TASK DETAILS:
In the records below, the lines from the one with "Where can the wooden" through the last are to be printed exactly, and nothing else.

-- Opening Marker --

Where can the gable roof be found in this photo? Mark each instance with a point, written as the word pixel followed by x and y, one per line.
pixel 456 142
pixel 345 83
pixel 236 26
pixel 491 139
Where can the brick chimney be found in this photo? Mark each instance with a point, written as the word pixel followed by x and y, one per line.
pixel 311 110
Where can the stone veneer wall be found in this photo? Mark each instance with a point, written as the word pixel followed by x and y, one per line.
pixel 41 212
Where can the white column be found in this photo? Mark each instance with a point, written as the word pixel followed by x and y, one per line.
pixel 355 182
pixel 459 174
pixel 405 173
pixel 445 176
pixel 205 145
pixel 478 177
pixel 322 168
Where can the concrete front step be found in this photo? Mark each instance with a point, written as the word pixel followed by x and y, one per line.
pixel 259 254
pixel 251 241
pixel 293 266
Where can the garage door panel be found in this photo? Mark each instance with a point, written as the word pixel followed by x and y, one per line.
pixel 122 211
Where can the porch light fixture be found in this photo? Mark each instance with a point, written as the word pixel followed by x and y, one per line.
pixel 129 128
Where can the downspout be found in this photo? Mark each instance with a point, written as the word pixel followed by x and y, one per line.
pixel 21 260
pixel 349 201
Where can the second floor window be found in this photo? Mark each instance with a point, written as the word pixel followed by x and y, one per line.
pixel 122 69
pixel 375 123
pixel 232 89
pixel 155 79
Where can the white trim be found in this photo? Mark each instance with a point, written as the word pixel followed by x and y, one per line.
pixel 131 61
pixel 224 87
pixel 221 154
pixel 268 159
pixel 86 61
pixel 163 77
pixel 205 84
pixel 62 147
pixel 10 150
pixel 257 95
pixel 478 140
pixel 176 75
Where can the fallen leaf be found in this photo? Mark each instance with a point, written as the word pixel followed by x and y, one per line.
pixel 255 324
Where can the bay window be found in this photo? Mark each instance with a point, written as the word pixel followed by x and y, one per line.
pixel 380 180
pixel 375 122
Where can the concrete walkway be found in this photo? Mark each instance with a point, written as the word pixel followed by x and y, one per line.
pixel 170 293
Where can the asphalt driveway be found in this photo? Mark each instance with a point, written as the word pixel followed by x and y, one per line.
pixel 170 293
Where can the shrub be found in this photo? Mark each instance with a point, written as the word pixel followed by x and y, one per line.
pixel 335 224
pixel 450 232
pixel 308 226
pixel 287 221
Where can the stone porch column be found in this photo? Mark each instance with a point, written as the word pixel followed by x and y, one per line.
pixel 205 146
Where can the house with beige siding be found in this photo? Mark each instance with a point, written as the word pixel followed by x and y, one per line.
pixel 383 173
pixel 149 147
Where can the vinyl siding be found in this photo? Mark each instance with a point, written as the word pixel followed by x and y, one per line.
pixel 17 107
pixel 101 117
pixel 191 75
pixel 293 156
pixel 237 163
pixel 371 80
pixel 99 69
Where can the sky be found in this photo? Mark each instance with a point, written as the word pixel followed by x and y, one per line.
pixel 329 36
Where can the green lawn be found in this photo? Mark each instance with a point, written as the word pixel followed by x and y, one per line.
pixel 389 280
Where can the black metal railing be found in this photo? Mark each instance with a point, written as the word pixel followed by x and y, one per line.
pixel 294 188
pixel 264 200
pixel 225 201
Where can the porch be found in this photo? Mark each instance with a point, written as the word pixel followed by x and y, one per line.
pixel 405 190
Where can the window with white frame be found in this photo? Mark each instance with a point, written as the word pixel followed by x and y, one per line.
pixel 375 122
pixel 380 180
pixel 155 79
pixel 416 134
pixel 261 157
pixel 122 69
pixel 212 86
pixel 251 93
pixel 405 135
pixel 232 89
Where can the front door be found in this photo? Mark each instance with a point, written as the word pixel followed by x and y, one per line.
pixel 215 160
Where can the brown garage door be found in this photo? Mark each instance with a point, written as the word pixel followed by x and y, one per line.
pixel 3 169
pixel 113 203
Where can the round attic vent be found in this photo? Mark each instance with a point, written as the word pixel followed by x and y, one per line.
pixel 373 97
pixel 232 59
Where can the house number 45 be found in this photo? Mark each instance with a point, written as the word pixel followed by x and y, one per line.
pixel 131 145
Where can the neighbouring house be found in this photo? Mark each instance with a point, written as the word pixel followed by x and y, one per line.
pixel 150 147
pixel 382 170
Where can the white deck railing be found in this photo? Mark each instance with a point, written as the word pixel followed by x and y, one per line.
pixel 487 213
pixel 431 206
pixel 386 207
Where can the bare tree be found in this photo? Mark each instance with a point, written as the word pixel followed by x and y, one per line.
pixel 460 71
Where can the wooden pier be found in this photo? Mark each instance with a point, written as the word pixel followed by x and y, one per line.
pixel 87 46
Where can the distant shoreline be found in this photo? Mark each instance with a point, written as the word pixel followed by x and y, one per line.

-- Closing Marker --

EXERCISE RESULT:
Where can the wooden pier be found in this photo? Mark each instance with a point, written as the word pixel followed by x and y, one per line.
pixel 87 46
Where can the distant shoreline be found in this photo? Mark each instance with a point, written as the word pixel followed by x and y, one per line.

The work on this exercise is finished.